The exercise ->
Without the pictures, can you quote each line below exactly?

Supplied material ->
--------------------

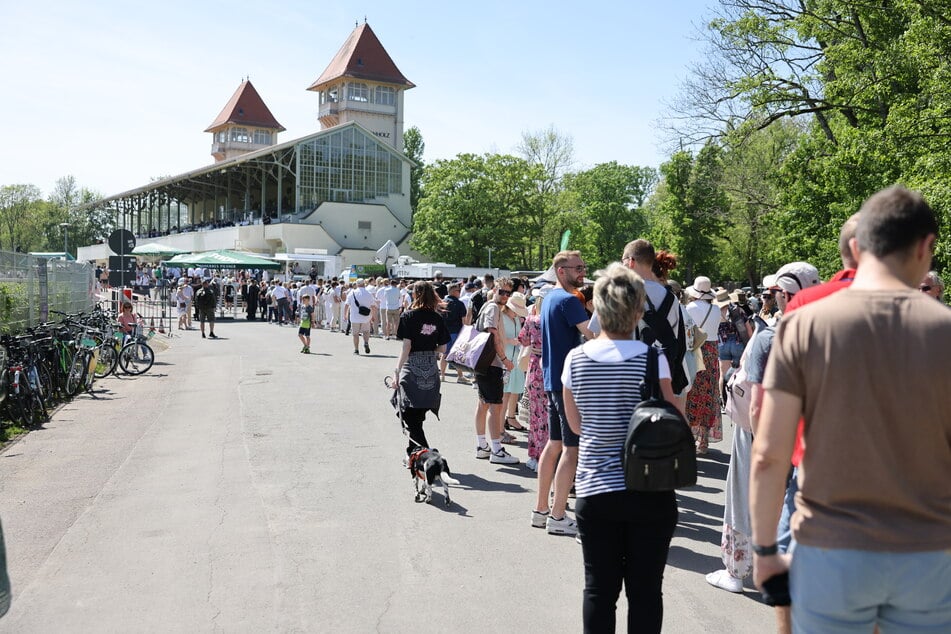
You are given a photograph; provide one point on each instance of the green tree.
(696, 206)
(604, 206)
(413, 148)
(22, 216)
(750, 242)
(554, 152)
(872, 82)
(474, 203)
(70, 203)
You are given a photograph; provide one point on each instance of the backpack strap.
(651, 385)
(707, 316)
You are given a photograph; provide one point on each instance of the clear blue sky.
(117, 93)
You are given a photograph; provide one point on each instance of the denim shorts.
(556, 412)
(489, 384)
(730, 350)
(838, 591)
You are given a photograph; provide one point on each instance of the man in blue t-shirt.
(564, 320)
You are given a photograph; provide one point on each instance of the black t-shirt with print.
(426, 329)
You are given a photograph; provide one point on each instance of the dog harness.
(415, 457)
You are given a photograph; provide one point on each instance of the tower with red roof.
(244, 125)
(362, 84)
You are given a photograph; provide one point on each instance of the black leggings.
(413, 418)
(625, 537)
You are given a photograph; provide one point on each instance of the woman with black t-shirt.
(424, 335)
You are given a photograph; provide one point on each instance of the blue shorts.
(452, 340)
(841, 591)
(730, 350)
(556, 412)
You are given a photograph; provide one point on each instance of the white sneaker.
(564, 526)
(502, 457)
(539, 519)
(724, 580)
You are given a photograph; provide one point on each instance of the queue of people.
(847, 489)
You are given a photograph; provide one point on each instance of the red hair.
(664, 263)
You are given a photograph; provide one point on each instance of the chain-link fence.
(31, 286)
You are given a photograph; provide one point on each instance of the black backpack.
(659, 451)
(674, 345)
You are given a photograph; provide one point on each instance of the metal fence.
(31, 286)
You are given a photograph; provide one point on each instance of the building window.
(385, 95)
(240, 135)
(347, 165)
(358, 92)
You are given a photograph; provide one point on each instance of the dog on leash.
(425, 467)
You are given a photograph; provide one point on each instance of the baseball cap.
(796, 276)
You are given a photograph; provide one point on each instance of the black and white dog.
(426, 466)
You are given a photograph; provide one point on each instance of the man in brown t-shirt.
(868, 370)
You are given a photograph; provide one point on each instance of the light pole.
(65, 226)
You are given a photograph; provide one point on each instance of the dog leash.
(388, 382)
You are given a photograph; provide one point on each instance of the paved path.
(243, 487)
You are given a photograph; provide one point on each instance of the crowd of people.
(842, 447)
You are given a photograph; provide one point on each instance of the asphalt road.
(241, 486)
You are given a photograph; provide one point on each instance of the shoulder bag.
(659, 451)
(473, 349)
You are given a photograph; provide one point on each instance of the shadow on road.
(470, 481)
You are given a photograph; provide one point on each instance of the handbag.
(659, 452)
(363, 310)
(524, 356)
(699, 334)
(473, 349)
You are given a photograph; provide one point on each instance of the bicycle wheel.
(136, 358)
(108, 358)
(77, 373)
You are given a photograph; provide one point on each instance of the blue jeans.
(838, 591)
(784, 538)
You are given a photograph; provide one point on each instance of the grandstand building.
(344, 190)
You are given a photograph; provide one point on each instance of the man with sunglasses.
(933, 285)
(490, 383)
(865, 368)
(564, 321)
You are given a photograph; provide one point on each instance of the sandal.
(510, 427)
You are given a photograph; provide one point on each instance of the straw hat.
(516, 304)
(701, 288)
(721, 297)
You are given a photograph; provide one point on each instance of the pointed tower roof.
(362, 57)
(246, 107)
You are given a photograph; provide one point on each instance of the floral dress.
(531, 335)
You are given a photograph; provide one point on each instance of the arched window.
(358, 92)
(385, 95)
(240, 135)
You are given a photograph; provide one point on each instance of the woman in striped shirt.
(625, 535)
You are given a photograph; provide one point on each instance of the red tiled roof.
(362, 57)
(246, 107)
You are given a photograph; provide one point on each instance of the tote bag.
(473, 349)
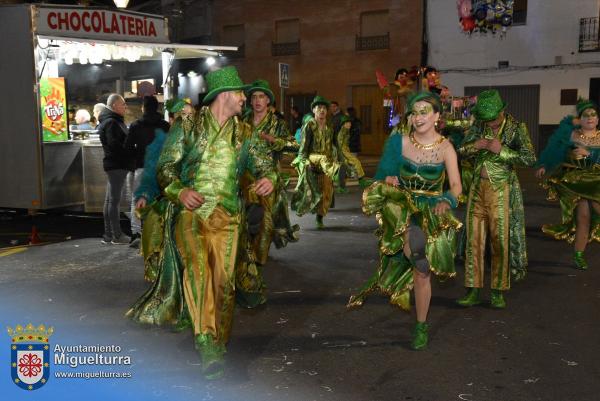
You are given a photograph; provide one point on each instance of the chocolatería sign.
(100, 24)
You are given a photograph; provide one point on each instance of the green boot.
(579, 259)
(420, 337)
(497, 300)
(472, 298)
(320, 224)
(183, 324)
(212, 355)
(364, 182)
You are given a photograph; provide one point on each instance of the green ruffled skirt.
(395, 210)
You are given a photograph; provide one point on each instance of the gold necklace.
(593, 136)
(422, 146)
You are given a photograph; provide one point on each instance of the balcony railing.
(589, 36)
(373, 42)
(285, 49)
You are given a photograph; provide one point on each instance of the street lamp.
(121, 3)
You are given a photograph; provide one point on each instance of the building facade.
(331, 48)
(540, 66)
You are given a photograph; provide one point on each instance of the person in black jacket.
(141, 134)
(117, 162)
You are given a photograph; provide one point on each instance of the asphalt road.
(304, 344)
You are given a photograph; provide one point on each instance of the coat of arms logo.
(30, 355)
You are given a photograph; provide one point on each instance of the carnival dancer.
(317, 164)
(352, 164)
(572, 161)
(199, 170)
(417, 228)
(268, 216)
(495, 144)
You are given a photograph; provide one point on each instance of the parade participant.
(417, 228)
(495, 145)
(268, 216)
(199, 171)
(571, 159)
(150, 206)
(316, 164)
(141, 133)
(351, 162)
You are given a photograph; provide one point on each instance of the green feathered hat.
(260, 85)
(319, 100)
(584, 104)
(222, 80)
(426, 96)
(175, 105)
(489, 105)
(345, 119)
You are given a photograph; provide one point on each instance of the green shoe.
(497, 300)
(212, 356)
(472, 298)
(579, 259)
(364, 182)
(183, 324)
(320, 224)
(420, 337)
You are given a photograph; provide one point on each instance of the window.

--------------------

Final answer ->
You are given a photograph; provide one point on each instance of the green tree.
(696, 206)
(604, 206)
(413, 148)
(22, 216)
(750, 242)
(554, 152)
(872, 82)
(474, 203)
(70, 203)
You are given a photograph; provide one point on each instance of the backpack strap.
(651, 385)
(707, 316)
You are given a photograph; provide one point on each instance of the clear blue sky.
(117, 93)
You are given a photograph; provide one point on each instance of the denim shorts.
(556, 412)
(489, 384)
(730, 350)
(838, 591)
You are given a photograph; provide one point on each instance of the man in blue t-shirt.
(564, 320)
You are given a photograph; provide one point on each instance of the black t-shirt with print.
(426, 329)
You are given a photograph; provide one point on each instance of the dog harness.
(415, 457)
You are given a photograph; provide one point on each instance of the tower with red roof.
(244, 125)
(362, 84)
You are given a photograph; provide one point on each instance of the black leggings.
(413, 418)
(625, 537)
You are given a photograph; provide one point on each instance of the woman with black t-shirt.
(424, 335)
You are given a photograph; provide one point on each instance of the blue shorts.
(452, 340)
(841, 591)
(730, 350)
(556, 412)
You are given a photograph; provide one point on each instance of the white sneaker.
(564, 526)
(502, 457)
(539, 519)
(724, 580)
You are given a photograph; provide one point on each instance of the queue of people.
(847, 489)
You are given a photograph; provide one point on each instance of the red hair.
(664, 263)
You are given a photograph; provide one point on each instance of the chain-link fence.
(31, 286)
You are given a photograph; provide one point on each instance of the black backpack.
(659, 451)
(674, 345)
You are given a photograph; provide one point on each instance of the metal fence.
(31, 286)
You are given a photograph; provide one point on each instance of the building window.
(385, 95)
(240, 135)
(347, 165)
(358, 92)
You are given a photograph; provide one point on each instance of the dog on leash.
(425, 467)
You are given a photograph; provide one point on each instance of the baseball cap.
(796, 276)
You are given a photograph; provide one point on each instance of the black and white dog.
(426, 466)
You are given a photograph; provide one point on each instance of the man in brown t-shirt.
(868, 370)
You are given a photograph; provide one point on each instance of the light pole.
(65, 226)
You are given a photograph; provide one point on each instance of the dog leash.
(388, 382)
You are given a photograph; provide one point on each instance of the paved path.
(243, 487)
You are given a photograph; provide one point on each instance of the crowd of people.
(842, 447)
You are given a photograph; provide one point on each instance of the asphalt road.
(241, 486)
You are given a photograph; provide one point on each instance of the shoulder bag.
(659, 451)
(473, 349)
You are given a photograph; provide one point on each instance of the shadow on road.
(470, 481)
You are given a photograph; provide one point on each instance of the handbag.
(659, 452)
(363, 310)
(524, 356)
(699, 334)
(473, 349)
You are given a photograph; provide one point on each instance of the bicycle wheel.
(136, 358)
(108, 358)
(77, 373)
You are given a photograph; provide one point on each instance of the blue jeans.
(838, 591)
(784, 538)
You are given a photograph; provide one point on each instance of the grandstand building.
(344, 190)
You are given a photograph; provide one point on each instance of the man with sunglasses.
(933, 285)
(490, 383)
(865, 368)
(564, 321)
You are given a photograph; provide one point on each instance of the sandal.
(510, 427)
You are given a photograph; provide one point on each instance of the straw hat.
(516, 304)
(701, 288)
(721, 297)
You are given a photograph; provide one point on each instance of the pointed tower roof.
(362, 57)
(246, 107)
You are given a photograph; provide one point on each instance of the floral dress.
(531, 335)
You are given a photograph; provide one point on each instance of the arched window.
(358, 92)
(385, 95)
(240, 135)
You are given a photograph; provide one point on each instance of the woman in striped shirt.
(625, 535)
You are given a photograph; provide one point on each instance of the red tiled roof.
(362, 57)
(246, 107)
You are given a photograph; provide one point on each instance of the tote bag.
(473, 349)
You are given a photograph; provide one point on each instance of the chocolatería sign.
(100, 24)
You are given a photograph; provide one point on each instance of the green boot.
(579, 259)
(420, 337)
(497, 300)
(472, 298)
(320, 224)
(183, 324)
(212, 355)
(364, 182)
You are given a photograph; provide one point on each instance of the green ruffled skirt.
(395, 210)
You are given a photograph; provide one point on each instance of the gold necklace.
(593, 136)
(422, 146)
You are given a photograph; provide one point on each instance of the balcony railing.
(589, 36)
(373, 42)
(285, 49)
You are given a photograph; provide one point on each instance of the street lamp.
(121, 3)
You are given a photograph; provide one point on each instance of the building facade.
(331, 48)
(540, 66)
You are given a photograph; provide one point on each instance of the person in black jacket.
(141, 134)
(117, 162)
You are given a photograph; provide one point on each instance of the asphalt road.
(304, 344)
You are given a photograph; provide one point on each instance of the coat of arms logo.
(30, 355)
You are given a photograph; provide one point on each instance of the carnival dancer.
(317, 164)
(352, 164)
(572, 161)
(199, 170)
(417, 228)
(268, 216)
(495, 144)
You are given a photograph; provide one point on each instance of the parade participant.
(417, 228)
(495, 145)
(268, 216)
(199, 171)
(571, 159)
(150, 206)
(316, 164)
(141, 133)
(351, 162)
You are given a photograph; provide one point on each instance of the green feathered hat.
(260, 85)
(319, 100)
(584, 104)
(222, 80)
(426, 96)
(175, 105)
(489, 105)
(345, 119)
You are given a photograph; provide one point on each instance of the green shoe.
(497, 300)
(212, 356)
(472, 298)
(579, 259)
(364, 182)
(183, 324)
(320, 224)
(420, 337)
You are given a photograph; provide one point on each instance of the window.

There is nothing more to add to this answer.